_TEXT_.
# Applying plastisol heat transfers



## jeff56 (Sep 25, 2009)

Hello 
Iam a newbee here and need some help i just started doing plastisol heat transfers and need some help when i apply the transfer the edges lift can any one tell what i might be doing wrong i have tryed 166-177c heat at 10-15 seconds and different pressures nothing seems to work.
THANKS


----------



## Pwear (Mar 7, 2008)

The manufacturer of the transfer should be able to tell you the correct time, temp and pressure - it all differs from brand to brand.


----------



## wormil (Jan 7, 2008)

The only time I have had this happen was when I didn't preheat the bottom platen. Two 30 second presses, sans shirt, should do it.


----------



## jeff56 (Sep 25, 2009)

Thanks a mill i did not know i had to preheat


----------



## proworlded (Oct 3, 2006)

Jeff, try 190-195c for 8-10 seconds. I've never heard of pre heating the base but maybe that would help.


----------



## wormil (Jan 7, 2008)

proworlded said:


> Jeff, try 190-195c for 8-10 seconds. I've never heard of pre heating the base but maybe that would help.


The instructions from many manufacturers include preheating the bottom platen.


----------



## midwaste (Apr 8, 2008)

wormil said:


> The instructions from many manufacturers include preheating the bottom platen.


Indeed, my Stahl kit came with those instructions, which I had never heard either. It helped quite a bit.


----------

_EXTRACTED MATERIAL_.
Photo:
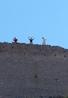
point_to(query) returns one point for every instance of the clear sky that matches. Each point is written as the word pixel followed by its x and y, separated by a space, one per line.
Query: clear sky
pixel 37 18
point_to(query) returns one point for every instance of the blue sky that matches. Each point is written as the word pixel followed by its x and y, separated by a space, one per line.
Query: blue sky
pixel 37 18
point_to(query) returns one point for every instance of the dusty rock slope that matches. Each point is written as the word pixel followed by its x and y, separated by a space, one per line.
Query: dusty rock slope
pixel 33 70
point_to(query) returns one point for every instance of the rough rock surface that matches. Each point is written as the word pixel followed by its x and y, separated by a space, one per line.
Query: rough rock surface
pixel 33 71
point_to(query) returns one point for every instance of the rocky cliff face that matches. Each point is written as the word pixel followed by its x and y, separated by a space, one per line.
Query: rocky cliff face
pixel 34 71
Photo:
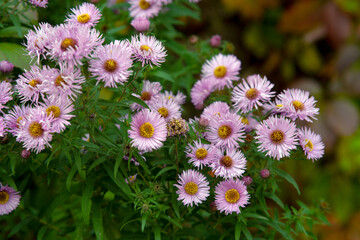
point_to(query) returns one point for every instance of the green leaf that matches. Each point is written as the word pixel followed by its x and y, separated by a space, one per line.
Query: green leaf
pixel 288 178
pixel 16 54
pixel 86 200
pixel 97 221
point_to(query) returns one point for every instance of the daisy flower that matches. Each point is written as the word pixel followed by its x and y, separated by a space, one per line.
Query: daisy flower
pixel 222 70
pixel 311 143
pixel 112 62
pixel 228 164
pixel 167 109
pixel 64 82
pixel 9 199
pixel 201 91
pixel 85 15
pixel 5 94
pixel 227 131
pixel 15 117
pixel 58 108
pixel 193 188
pixel 149 93
pixel 144 8
pixel 37 41
pixel 71 43
pixel 200 154
pixel 148 50
pixel 29 85
pixel 230 195
pixel 36 132
pixel 252 93
pixel 296 103
pixel 148 130
pixel 276 136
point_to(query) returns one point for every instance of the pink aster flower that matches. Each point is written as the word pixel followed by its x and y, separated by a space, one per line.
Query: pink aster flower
pixel 85 15
pixel 311 143
pixel 222 70
pixel 150 92
pixel 39 3
pixel 201 91
pixel 5 94
pixel 141 24
pixel 144 8
pixel 193 188
pixel 71 43
pixel 227 131
pixel 148 130
pixel 296 103
pixel 228 164
pixel 64 82
pixel 59 108
pixel 148 50
pixel 215 110
pixel 167 109
pixel 36 132
pixel 30 85
pixel 230 195
pixel 276 136
pixel 200 154
pixel 112 62
pixel 15 117
pixel 9 199
pixel 252 93
pixel 38 41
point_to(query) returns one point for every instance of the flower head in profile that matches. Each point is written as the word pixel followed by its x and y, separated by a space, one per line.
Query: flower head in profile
pixel 311 143
pixel 144 8
pixel 230 195
pixel 9 199
pixel 148 130
pixel 222 70
pixel 85 15
pixel 112 63
pixel 193 188
pixel 200 154
pixel 252 93
pixel 276 136
pixel 148 50
pixel 228 164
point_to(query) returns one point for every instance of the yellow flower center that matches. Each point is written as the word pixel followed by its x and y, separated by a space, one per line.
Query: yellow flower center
pixel 220 71
pixel 163 112
pixel 252 93
pixel 226 161
pixel 245 120
pixel 68 42
pixel 309 145
pixel 34 82
pixel 201 153
pixel 110 65
pixel 147 130
pixel 143 4
pixel 83 18
pixel 35 129
pixel 277 136
pixel 191 188
pixel 232 196
pixel 298 105
pixel 145 48
pixel 4 197
pixel 55 110
pixel 146 96
pixel 224 131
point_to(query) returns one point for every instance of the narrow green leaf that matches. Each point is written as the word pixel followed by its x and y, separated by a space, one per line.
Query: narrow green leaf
pixel 288 178
pixel 86 200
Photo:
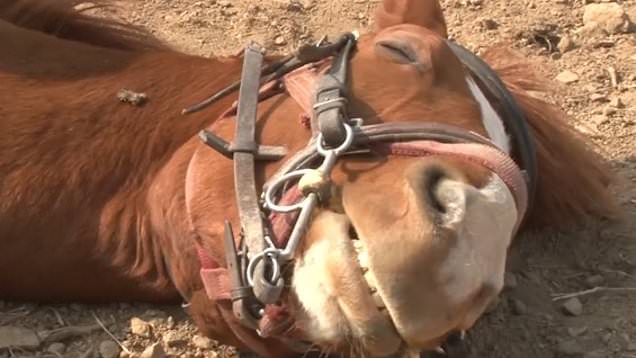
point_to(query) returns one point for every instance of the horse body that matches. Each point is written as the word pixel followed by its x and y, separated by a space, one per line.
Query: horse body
pixel 105 201
pixel 78 164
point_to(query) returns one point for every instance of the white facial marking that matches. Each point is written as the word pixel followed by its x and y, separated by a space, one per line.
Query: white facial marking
pixel 486 230
pixel 491 119
pixel 310 281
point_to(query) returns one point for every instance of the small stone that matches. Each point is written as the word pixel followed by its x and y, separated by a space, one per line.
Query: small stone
pixel 492 306
pixel 169 322
pixel 608 111
pixel 598 97
pixel 18 337
pixel 173 339
pixel 570 349
pixel 489 24
pixel 154 351
pixel 131 97
pixel 567 77
pixel 566 44
pixel 594 280
pixel 510 280
pixel 202 342
pixel 518 307
pixel 610 18
pixel 280 41
pixel 596 354
pixel 140 327
pixel 56 348
pixel 109 349
pixel 573 307
pixel 576 331
pixel 617 102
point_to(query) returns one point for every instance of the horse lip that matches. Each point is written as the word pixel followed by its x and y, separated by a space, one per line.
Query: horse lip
pixel 380 325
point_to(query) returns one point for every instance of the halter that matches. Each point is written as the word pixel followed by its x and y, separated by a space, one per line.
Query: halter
pixel 274 221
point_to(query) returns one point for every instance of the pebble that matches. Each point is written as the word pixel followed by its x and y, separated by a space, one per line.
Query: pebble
pixel 617 102
pixel 169 322
pixel 56 348
pixel 109 349
pixel 139 327
pixel 489 24
pixel 607 17
pixel 518 307
pixel 202 342
pixel 609 110
pixel 596 354
pixel 566 44
pixel 570 348
pixel 510 280
pixel 172 339
pixel 573 307
pixel 598 97
pixel 567 77
pixel 154 351
pixel 18 337
pixel 577 331
pixel 280 41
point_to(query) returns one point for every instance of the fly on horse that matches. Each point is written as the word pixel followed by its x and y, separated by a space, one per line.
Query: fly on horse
pixel 358 196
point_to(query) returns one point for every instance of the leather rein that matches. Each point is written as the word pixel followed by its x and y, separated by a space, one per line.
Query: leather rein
pixel 274 219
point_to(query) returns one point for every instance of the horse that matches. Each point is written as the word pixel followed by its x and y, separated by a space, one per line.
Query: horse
pixel 418 182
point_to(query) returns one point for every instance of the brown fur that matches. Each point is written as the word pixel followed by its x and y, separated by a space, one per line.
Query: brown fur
pixel 92 190
pixel 574 179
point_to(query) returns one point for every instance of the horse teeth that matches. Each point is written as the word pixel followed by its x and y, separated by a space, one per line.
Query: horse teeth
pixel 378 300
pixel 357 245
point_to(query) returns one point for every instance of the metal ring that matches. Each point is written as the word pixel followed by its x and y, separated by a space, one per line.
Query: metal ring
pixel 342 148
pixel 271 254
pixel 271 190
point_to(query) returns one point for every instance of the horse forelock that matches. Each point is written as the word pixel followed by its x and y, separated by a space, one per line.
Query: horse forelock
pixel 70 19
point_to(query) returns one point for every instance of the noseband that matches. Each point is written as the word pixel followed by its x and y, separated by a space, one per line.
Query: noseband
pixel 273 220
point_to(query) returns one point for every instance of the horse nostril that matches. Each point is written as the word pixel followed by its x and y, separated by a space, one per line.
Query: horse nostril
pixel 430 183
pixel 441 190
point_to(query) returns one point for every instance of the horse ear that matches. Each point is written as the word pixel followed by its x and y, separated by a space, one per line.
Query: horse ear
pixel 425 13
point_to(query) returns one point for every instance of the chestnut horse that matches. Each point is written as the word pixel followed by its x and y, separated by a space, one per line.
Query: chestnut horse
pixel 103 200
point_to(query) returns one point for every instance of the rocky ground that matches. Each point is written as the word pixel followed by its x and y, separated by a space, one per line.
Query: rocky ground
pixel 588 49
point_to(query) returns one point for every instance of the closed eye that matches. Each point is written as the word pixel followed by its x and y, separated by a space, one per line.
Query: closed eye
pixel 399 52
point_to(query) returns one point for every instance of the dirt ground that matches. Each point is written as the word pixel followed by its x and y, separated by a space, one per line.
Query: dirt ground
pixel 528 322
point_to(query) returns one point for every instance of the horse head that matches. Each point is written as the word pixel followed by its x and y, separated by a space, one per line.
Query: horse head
pixel 411 245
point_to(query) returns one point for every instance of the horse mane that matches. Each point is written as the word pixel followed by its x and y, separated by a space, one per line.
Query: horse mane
pixel 574 179
pixel 70 20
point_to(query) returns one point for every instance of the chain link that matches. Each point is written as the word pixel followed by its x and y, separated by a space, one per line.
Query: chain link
pixel 277 256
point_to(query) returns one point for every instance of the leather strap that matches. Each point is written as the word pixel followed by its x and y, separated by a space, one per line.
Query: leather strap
pixel 513 116
pixel 330 109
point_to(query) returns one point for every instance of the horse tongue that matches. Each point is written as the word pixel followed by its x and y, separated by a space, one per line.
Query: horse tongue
pixel 276 322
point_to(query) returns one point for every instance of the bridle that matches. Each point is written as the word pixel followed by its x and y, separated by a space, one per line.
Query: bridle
pixel 302 183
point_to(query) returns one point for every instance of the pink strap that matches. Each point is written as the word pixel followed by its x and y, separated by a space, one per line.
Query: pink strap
pixel 489 157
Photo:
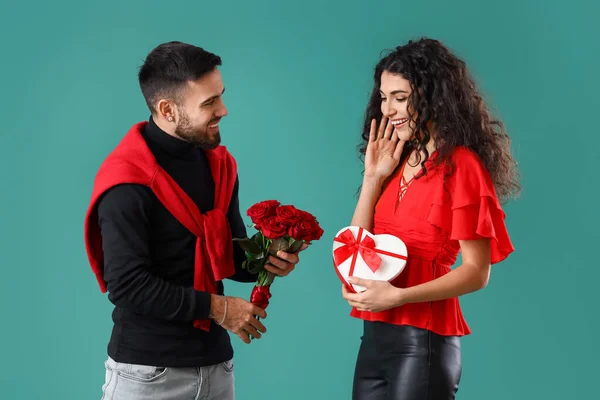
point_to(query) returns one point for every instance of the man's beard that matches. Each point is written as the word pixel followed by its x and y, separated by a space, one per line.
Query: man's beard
pixel 198 136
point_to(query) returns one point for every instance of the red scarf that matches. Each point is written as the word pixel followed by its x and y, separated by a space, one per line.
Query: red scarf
pixel 133 162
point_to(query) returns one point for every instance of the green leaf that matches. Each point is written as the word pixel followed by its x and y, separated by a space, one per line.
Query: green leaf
pixel 257 266
pixel 248 245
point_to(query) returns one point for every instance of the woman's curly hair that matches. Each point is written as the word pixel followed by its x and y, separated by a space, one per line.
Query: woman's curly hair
pixel 445 98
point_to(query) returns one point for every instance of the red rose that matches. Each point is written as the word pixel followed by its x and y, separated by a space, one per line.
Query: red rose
pixel 288 215
pixel 316 231
pixel 272 228
pixel 262 210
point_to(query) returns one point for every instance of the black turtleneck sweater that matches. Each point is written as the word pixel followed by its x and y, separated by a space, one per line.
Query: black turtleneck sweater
pixel 149 264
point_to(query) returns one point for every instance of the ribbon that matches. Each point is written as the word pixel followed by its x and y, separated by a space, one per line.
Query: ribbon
pixel 363 245
pixel 260 296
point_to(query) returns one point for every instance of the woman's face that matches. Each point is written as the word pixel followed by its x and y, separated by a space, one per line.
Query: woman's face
pixel 394 91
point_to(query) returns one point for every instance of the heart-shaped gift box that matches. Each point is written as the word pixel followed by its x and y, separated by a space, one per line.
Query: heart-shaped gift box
pixel 357 252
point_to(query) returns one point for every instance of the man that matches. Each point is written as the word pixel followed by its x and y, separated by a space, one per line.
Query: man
pixel 159 231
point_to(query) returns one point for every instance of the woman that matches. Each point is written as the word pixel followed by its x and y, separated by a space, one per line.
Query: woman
pixel 436 166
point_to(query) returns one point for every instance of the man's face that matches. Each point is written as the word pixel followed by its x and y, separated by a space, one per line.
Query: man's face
pixel 200 111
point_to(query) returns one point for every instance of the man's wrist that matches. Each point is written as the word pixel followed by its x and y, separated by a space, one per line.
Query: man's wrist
pixel 217 307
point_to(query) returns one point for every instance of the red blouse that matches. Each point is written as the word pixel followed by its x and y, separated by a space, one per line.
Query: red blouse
pixel 431 216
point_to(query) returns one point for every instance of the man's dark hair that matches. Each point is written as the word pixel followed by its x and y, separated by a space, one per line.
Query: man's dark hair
pixel 169 67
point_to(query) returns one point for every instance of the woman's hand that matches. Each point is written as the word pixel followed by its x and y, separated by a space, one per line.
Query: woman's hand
pixel 379 296
pixel 383 150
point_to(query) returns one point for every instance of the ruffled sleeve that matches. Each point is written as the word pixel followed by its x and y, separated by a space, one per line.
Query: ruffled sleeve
pixel 472 210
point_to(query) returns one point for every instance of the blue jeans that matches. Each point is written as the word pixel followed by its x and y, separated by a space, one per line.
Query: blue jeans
pixel 142 382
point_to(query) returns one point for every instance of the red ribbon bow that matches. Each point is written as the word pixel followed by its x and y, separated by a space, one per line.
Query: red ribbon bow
pixel 352 246
pixel 363 245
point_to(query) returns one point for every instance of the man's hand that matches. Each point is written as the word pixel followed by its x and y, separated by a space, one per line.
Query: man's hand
pixel 285 264
pixel 379 296
pixel 240 318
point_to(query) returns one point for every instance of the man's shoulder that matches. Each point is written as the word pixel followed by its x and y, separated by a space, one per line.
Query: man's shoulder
pixel 126 198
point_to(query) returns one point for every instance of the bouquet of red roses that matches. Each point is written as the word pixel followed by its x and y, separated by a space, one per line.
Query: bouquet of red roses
pixel 280 227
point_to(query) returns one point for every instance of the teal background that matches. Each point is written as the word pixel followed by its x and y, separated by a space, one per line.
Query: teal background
pixel 298 77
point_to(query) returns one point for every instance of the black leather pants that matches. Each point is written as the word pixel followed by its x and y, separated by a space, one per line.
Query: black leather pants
pixel 406 363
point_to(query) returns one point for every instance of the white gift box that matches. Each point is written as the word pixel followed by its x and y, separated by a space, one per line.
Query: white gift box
pixel 357 252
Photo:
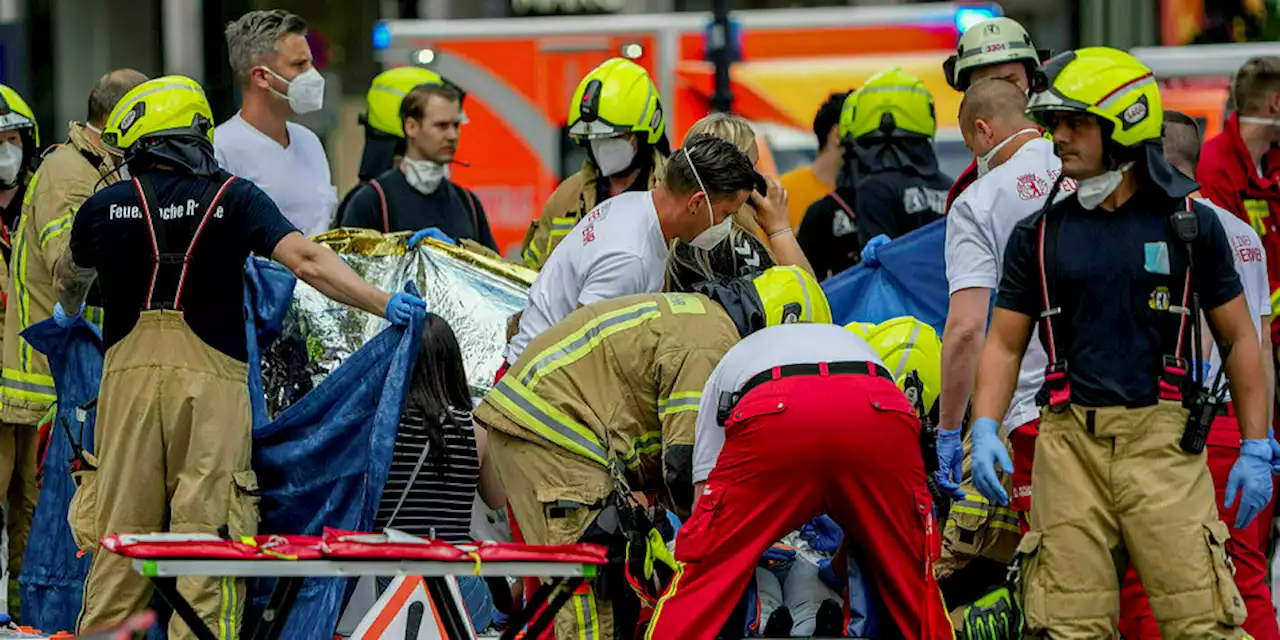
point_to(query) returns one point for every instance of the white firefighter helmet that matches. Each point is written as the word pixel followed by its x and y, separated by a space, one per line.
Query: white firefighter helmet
pixel 992 41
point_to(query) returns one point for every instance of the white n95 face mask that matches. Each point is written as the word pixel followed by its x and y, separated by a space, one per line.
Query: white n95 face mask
pixel 306 91
pixel 714 233
pixel 984 160
pixel 612 155
pixel 424 176
pixel 10 164
pixel 1093 191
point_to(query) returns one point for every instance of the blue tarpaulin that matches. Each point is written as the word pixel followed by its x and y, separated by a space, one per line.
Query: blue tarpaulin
pixel 53 577
pixel 324 461
pixel 910 280
pixel 352 415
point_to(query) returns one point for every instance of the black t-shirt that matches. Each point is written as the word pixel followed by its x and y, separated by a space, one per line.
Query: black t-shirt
pixel 1116 275
pixel 448 208
pixel 112 236
pixel 828 233
pixel 896 202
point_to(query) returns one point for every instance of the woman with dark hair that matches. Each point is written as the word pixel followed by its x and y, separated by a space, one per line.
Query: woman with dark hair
pixel 435 460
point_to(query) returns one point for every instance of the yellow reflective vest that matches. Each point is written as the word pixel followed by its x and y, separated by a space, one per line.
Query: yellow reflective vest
pixel 618 383
pixel 67 178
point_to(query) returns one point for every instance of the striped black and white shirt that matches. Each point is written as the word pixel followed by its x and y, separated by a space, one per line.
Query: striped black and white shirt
pixel 440 493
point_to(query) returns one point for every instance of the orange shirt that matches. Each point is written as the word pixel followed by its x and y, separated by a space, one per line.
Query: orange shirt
pixel 804 188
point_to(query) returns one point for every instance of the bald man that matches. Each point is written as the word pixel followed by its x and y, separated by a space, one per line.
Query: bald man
pixel 67 177
pixel 1016 169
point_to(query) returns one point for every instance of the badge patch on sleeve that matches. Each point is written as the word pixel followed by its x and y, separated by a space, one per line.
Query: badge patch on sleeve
pixel 1156 257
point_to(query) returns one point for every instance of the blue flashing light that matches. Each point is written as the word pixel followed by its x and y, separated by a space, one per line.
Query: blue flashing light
pixel 382 36
pixel 970 16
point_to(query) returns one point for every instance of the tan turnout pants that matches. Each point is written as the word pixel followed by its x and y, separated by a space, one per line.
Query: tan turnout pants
pixel 173 449
pixel 542 487
pixel 1112 485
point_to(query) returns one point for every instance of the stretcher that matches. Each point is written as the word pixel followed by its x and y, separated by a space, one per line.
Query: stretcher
pixel 165 557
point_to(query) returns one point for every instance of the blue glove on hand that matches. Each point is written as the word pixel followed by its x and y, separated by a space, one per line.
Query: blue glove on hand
pixel 823 534
pixel 1251 478
pixel 1275 451
pixel 872 247
pixel 777 554
pixel 987 451
pixel 950 460
pixel 430 232
pixel 400 309
pixel 64 319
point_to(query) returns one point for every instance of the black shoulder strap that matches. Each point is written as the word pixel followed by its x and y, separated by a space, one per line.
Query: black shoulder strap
pixel 471 204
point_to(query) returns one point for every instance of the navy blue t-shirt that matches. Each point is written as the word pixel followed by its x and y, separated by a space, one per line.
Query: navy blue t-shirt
pixel 1118 273
pixel 110 234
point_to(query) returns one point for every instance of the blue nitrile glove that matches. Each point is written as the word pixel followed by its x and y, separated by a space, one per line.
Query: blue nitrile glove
pixel 777 554
pixel 872 247
pixel 1275 451
pixel 950 460
pixel 64 319
pixel 400 309
pixel 430 232
pixel 1251 476
pixel 987 451
pixel 823 534
pixel 828 575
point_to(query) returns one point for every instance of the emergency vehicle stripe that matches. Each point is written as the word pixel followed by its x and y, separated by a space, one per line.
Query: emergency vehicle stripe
pixel 54 229
pixel 679 402
pixel 549 423
pixel 31 387
pixel 580 342
pixel 671 592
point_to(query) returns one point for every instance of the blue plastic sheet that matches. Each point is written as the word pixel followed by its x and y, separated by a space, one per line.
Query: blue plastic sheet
pixel 910 280
pixel 324 461
pixel 53 577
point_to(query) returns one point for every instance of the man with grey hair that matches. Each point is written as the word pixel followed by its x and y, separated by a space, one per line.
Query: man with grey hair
pixel 68 176
pixel 273 64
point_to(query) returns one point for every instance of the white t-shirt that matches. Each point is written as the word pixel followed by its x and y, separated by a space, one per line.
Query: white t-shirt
pixel 617 250
pixel 296 177
pixel 978 228
pixel 1251 264
pixel 767 348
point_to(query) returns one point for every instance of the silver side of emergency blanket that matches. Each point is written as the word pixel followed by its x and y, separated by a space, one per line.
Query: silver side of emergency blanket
pixel 471 288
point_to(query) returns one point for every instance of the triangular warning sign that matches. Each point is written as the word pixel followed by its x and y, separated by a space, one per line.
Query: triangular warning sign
pixel 406 611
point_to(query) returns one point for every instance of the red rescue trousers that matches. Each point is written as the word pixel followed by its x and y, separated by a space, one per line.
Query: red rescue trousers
pixel 1247 549
pixel 848 446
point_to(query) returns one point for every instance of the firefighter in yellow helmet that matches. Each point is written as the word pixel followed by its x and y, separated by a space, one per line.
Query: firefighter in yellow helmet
pixel 384 131
pixel 173 421
pixel 798 421
pixel 19 154
pixel 1116 274
pixel 67 176
pixel 617 115
pixel 576 425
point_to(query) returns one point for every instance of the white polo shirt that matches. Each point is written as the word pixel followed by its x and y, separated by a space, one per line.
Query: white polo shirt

_REQUIRED ACTIONS_.
1 – In the thread on plastisol heat transfers, what temperature and time does proworlded suggest to jeff56?
2 – List every username that posts in the thread on plastisol heat transfers, counting each name once.
3 – Using the thread on plastisol heat transfers, decide whether each statement agrees with it. Answer yes or no for each, and quote the words that decide it.
(a) jeff56 had already tried temperatures of 166-177c.
(b) wormil suggests two 60-second presses without a shirt.
(c) midwaste says preheating helped.

_THE REPLIES_.
1 – 190-195c for 8-10 seconds.

2 – jeff56, Pwear, wormil, proworlded, midwaste

3 –
(a) Yes: "i have tryed 166-177c heat at 10-15 seconds"
(b) No: "Two 30 second presses, sans shirt, should do it."
(c) Yes: "It helped quite a bit."